- DOCUMENT PASSAGE:

-*-*-

After Two Years, Defund the Police Has Devastated Public Safety in Many Cities

After Two Years, Defund the Police Has Devastated Public Safety in Many Cities

By Steve Pomper

In the recent past, America has suffered (is suffering) from, first, “reform the police” and then “defund the police” activism. At least the defund the police folks are honest about their cop hate. They don’t pretend they just want to “fix” cops by creating rules that won’t allow them to do their jobs. The defunders (new Marvel villain group?) just hate cops and aren’t afraid to say it and show it. 

Some more surreptitious supporters of the defund movement have prevaricated and employed euphemisms such as “reallocate police funds” to alternative community services. Still, defund the police, to any degree, has devastated law enforcement agencies and public safety in blue jurisdictions nationwide. 

According to a great article by Michael Clements in The Epoch Times, “More than two years after activists pressed for the defunding of police departments across the nation over accusations of murder, brutality, and other crimes allegedly committed by a few in law enforcement, officers say the wounds are still present and painful.”

“‘If you want me to risk my life, it’s one thing to pay me, but it’s another to respect me,’ Dave Smith, a veteran police officer, law enforcement trainer, and public speaker, told The Epoch Times.”

Antifa

The radical, anti-cop left constructed a mythology and then drew caricatures of police officers, which it then sold to the public. The mythology is about cops’ use of force (police brutality), particularly against minorities, including lethal force. However, as we’ve said repeatedly, no valid statistics exist back this up.

According to FBI stats, the number of “unarmed” black suspects killed by police annually barely cracks double digits. And even in most of those cases, the unarmed suspect is attempting to kill the police officer when he was shot.

-*-*-

- WRITTEN INSTRUCTION:
Continue the article on defunding the police, starting after its last sentence. The rows that follow have nothing to do with the article on defunding the police.

-*-*-

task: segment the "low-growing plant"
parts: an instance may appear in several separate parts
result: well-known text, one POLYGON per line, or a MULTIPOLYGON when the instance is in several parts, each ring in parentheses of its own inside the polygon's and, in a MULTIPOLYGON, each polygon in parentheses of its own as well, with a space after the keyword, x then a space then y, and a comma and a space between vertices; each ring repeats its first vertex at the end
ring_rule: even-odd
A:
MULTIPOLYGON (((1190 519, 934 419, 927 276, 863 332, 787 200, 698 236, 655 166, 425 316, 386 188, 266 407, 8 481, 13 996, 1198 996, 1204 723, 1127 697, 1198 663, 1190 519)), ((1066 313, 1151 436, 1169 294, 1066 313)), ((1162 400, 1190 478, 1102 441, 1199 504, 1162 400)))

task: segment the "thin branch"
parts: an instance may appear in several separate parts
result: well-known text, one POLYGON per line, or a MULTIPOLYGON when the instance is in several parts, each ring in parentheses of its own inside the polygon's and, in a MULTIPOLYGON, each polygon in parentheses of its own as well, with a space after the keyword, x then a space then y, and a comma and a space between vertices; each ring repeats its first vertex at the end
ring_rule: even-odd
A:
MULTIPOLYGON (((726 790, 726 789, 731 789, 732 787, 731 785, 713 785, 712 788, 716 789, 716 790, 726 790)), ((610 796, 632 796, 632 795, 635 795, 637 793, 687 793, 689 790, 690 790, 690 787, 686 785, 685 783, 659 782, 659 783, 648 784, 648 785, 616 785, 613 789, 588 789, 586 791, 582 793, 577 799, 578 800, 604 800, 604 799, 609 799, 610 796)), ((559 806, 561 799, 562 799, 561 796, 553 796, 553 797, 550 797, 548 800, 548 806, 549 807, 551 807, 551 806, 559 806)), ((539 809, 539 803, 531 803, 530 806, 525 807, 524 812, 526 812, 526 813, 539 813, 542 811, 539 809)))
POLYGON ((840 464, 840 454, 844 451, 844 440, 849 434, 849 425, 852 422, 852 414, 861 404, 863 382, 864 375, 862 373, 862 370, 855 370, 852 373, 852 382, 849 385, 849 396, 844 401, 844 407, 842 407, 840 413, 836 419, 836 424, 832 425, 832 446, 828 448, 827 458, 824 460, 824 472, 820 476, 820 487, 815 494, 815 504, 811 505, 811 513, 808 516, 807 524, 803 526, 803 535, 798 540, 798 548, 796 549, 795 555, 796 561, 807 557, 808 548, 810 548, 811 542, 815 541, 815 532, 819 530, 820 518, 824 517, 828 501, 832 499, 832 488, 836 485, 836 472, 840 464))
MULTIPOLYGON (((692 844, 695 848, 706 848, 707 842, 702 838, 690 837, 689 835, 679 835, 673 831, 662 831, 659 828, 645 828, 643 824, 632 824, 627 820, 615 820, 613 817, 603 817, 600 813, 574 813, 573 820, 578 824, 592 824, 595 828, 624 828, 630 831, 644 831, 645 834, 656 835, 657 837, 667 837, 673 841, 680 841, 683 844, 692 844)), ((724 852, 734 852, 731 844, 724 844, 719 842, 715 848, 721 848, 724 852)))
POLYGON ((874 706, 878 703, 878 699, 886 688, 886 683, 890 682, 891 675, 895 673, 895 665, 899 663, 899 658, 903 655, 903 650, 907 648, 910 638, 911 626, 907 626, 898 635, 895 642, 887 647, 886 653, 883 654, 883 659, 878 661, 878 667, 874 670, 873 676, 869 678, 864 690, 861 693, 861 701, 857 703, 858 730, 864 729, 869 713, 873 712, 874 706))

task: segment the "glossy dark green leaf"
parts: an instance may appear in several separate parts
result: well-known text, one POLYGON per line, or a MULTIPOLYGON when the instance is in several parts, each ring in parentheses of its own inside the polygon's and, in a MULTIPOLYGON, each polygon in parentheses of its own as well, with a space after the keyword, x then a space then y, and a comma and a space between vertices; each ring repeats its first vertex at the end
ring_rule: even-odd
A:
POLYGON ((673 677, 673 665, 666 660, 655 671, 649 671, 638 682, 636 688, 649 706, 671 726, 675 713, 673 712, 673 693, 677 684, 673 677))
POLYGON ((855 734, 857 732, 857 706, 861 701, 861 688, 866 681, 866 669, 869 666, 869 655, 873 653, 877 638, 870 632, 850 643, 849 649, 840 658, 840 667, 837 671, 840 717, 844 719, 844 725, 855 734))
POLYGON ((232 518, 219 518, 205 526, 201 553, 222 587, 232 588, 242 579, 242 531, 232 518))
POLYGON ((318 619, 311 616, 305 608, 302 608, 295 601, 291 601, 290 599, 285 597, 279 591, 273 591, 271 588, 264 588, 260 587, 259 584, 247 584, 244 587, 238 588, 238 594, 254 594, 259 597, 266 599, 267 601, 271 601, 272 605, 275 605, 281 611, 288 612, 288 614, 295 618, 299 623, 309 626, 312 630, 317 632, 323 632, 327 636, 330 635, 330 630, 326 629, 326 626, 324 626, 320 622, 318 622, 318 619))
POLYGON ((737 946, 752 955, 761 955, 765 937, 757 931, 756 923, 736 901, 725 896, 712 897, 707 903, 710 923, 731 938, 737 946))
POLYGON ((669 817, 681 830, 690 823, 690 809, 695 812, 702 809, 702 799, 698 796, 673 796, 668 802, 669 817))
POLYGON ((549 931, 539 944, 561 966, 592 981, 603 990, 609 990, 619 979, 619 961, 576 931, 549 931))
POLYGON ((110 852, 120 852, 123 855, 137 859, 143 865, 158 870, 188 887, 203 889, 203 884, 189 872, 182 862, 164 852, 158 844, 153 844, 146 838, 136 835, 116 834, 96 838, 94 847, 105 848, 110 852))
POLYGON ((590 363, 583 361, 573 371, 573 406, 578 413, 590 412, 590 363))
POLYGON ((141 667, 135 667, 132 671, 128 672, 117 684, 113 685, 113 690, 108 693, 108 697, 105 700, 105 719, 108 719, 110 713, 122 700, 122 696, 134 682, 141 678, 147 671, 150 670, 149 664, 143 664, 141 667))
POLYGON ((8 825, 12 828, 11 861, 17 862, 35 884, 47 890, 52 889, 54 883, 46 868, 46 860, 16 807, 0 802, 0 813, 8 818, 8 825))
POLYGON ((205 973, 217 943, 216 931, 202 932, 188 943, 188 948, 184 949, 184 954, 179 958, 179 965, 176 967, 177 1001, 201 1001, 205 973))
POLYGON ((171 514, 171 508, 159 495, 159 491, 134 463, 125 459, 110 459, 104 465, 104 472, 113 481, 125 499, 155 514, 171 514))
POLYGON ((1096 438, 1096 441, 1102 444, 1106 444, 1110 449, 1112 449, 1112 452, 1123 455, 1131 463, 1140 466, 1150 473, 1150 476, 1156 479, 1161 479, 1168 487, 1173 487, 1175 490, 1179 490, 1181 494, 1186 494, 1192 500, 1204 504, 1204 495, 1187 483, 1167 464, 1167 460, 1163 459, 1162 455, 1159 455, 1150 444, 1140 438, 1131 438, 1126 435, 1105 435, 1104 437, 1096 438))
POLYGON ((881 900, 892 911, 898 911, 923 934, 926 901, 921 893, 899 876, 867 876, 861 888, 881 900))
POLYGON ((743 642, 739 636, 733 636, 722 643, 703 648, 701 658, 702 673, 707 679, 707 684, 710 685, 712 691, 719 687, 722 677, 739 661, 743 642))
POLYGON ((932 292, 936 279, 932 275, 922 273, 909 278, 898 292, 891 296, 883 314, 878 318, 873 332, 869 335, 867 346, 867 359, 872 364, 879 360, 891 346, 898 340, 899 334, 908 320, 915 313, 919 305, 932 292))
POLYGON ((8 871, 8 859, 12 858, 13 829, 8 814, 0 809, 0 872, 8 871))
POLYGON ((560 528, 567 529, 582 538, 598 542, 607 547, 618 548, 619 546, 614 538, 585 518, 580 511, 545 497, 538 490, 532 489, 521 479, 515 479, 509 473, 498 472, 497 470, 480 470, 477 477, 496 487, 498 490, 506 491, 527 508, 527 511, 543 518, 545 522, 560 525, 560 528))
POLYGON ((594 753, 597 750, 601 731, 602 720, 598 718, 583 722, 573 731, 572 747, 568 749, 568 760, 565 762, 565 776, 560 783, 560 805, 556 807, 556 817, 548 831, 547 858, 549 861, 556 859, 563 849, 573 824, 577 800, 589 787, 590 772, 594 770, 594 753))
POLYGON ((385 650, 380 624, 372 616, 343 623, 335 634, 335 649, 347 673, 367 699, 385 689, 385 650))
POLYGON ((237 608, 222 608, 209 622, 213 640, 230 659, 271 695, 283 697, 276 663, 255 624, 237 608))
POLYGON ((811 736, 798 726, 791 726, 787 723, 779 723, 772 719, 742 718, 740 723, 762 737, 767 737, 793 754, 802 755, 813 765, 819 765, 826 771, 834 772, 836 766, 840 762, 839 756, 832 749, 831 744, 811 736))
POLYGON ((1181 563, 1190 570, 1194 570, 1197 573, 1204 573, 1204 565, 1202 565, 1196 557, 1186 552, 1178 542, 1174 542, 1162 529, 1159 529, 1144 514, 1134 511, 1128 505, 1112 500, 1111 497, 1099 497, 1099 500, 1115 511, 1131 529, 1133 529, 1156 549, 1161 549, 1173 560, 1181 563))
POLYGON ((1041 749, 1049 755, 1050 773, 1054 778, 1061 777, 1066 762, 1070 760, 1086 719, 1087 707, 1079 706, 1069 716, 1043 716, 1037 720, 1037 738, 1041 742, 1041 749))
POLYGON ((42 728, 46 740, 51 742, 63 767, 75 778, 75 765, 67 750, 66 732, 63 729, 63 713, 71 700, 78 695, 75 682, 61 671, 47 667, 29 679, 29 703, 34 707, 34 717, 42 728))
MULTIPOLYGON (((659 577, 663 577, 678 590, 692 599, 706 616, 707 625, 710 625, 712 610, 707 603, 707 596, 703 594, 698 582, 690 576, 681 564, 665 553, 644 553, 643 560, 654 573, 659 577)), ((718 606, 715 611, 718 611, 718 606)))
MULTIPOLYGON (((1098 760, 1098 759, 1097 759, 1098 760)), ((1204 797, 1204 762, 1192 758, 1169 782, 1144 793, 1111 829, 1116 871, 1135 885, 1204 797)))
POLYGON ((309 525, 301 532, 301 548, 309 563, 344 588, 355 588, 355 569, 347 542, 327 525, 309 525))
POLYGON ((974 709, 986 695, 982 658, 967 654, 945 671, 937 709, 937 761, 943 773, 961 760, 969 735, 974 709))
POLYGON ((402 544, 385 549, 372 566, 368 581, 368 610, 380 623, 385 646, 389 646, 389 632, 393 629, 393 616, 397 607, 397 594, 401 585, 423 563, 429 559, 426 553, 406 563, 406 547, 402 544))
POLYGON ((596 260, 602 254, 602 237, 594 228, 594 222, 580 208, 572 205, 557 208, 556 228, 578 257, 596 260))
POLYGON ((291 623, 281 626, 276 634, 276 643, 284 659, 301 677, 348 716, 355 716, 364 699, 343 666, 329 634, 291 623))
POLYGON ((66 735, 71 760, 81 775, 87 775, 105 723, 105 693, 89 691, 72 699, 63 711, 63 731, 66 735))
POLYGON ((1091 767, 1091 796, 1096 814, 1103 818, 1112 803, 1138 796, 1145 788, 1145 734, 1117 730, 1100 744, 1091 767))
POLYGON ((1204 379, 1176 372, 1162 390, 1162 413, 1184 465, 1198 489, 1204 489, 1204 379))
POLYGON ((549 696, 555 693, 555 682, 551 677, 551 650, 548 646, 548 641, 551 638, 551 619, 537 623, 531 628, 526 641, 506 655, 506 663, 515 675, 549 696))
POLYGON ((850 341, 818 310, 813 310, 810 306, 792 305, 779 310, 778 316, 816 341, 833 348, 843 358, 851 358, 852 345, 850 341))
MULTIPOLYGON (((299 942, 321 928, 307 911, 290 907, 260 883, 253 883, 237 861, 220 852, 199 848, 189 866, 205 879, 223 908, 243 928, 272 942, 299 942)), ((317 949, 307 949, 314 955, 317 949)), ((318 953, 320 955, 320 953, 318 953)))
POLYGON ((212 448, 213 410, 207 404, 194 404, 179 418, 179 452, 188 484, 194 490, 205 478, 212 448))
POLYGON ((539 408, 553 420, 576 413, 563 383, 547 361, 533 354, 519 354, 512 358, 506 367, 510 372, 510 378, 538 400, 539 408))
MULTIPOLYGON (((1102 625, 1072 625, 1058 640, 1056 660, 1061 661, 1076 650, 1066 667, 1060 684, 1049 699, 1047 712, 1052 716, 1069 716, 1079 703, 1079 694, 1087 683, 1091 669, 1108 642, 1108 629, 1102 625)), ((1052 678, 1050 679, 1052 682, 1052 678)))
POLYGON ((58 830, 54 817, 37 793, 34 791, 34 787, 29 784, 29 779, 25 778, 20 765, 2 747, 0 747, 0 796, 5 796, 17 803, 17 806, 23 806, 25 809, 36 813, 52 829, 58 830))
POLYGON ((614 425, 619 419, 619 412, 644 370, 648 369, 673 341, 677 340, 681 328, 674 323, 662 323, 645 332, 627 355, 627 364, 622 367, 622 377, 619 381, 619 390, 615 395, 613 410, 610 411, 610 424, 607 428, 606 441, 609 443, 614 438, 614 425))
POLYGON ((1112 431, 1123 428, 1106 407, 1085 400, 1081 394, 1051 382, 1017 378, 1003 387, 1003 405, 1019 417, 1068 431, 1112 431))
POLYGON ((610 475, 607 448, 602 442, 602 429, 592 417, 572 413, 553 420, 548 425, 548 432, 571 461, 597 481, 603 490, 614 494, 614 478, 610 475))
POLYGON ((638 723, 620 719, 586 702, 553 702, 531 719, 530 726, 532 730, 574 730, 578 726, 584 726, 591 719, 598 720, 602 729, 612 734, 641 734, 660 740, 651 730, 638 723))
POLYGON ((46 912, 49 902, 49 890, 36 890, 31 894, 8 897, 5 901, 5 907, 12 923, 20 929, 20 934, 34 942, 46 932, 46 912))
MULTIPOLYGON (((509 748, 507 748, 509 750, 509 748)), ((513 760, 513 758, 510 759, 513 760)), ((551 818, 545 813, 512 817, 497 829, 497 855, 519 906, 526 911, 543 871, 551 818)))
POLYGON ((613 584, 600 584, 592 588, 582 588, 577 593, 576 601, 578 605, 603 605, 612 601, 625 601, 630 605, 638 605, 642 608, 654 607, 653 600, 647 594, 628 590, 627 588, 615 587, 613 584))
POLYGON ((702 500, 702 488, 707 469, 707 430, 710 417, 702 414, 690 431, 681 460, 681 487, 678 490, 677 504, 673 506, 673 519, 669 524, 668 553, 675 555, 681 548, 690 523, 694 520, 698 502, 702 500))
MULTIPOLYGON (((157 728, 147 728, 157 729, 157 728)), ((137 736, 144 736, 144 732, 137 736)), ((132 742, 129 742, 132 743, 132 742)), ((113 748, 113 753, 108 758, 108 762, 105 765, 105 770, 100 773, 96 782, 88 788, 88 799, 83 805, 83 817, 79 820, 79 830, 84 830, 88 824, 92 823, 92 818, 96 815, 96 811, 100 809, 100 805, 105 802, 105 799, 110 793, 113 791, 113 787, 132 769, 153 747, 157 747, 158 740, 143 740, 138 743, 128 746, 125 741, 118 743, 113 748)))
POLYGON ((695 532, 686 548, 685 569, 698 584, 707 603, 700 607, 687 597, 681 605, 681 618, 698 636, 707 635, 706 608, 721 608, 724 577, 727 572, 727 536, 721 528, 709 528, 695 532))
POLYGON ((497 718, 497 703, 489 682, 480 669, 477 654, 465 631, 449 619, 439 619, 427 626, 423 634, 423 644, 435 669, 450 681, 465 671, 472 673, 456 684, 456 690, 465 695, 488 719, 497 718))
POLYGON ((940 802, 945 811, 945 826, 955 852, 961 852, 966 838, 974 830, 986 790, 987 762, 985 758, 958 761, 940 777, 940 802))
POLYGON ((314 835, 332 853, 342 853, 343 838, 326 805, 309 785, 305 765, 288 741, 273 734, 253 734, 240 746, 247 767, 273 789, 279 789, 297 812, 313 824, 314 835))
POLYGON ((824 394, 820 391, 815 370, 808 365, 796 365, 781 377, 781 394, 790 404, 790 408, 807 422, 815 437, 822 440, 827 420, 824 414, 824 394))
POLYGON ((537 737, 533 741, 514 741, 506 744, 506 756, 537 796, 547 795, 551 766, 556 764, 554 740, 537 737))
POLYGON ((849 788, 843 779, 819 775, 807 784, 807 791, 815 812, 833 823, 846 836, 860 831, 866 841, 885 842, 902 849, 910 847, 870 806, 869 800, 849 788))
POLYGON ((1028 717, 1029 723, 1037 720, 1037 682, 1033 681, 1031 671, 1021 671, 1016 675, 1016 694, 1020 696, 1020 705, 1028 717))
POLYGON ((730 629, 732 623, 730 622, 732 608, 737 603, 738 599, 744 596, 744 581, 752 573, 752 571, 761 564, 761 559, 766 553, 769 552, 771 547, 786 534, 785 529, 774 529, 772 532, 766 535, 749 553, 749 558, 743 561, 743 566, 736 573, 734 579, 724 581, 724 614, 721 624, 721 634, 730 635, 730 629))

-*-*-

- EXERCISE OUTPUT:
None of this is new, but the frustrating part is, for the NPA and other pro-police organizations, it may as well be new. Rather than report accurately about cops, too many media outfits are okay with allowing the anti-cop myth to perpetuate.

My department (Seattle) was already known for violent leftist demonstrations way before Floyd and even before WTO in 1999. I recall, during the mid-90s, a group showed up at Seattle’s East Precinct (of CHOP/CHAZ infamy) to protest the U.S. Navy practice bombing in Puerto Rico. Regardless of your position on the issue, why show up at a police station?

So, in Seattle and many other American cities, officer morale began to withdraw back then, and since then it’s gone into full retreat. The NPA just wrote about Seattle officers’ leaked exit interview comments, which told their bleak story.

Some politicians argued they could attract cops with more money. But a majority of exiting officers said the money was not the issue. I know many cops who’ve gone to other agencies for less money. It’s often more about respect and trusting your superiors to have your back.

Cops have difficulty knowing who and what they are but not seeing that reality reflected back at them by a respectful public. Instead, officers are baffled when they hear anti-cop descriptions about them showing the great disconnect. As far as some are concerned, “ACAB” defines police officers.

For them, an isolated, controversial incident that happened hundreds or even thousands of miles away from other American cities was enough for activists and politicians to react as if it had occurred in their front yard.

What does what officers do in Minneapolis have to do with officers in Seattle, Portland, St. Louis, or Washington D.C.? Nothing at all. It makes zero sense unless you choose to pretend it makes sense. And a lot of people have. That’s why defund the police moved so quickly from Minneapolis to other cities.

In Seattle, it essentially forced a popular police chief to resign rather than fire 100 officers.

 

Nationalpolice.org screenshot

NPA national spokesperson retired Sgt. Betsy Smith told The Epoch Times, “We’ve had two and a half years of demonization,” which has led to massive short-staffing issues all over the nation.

Smith also noted, “Funding that has since been restored in many municipalities still has much to do in rebuilding the confidence many officers once had in their communities.”

Respect and trust go both ways. It’s hard for cops to trust people who so easily decide to disrespect them because some cop-hating community activists tell them to. And because they keep electing people who don’t respect cops.  

Cops remember that before George Floyd, things weren’t perfect, but they were sure better than after.

Seattle Police on Riot Duty

Police veteran Dave Smith, Betsy’s husband and business partner said, “If you want me to risk my life, it’s one thing to pay me, but it’s another to respect me.”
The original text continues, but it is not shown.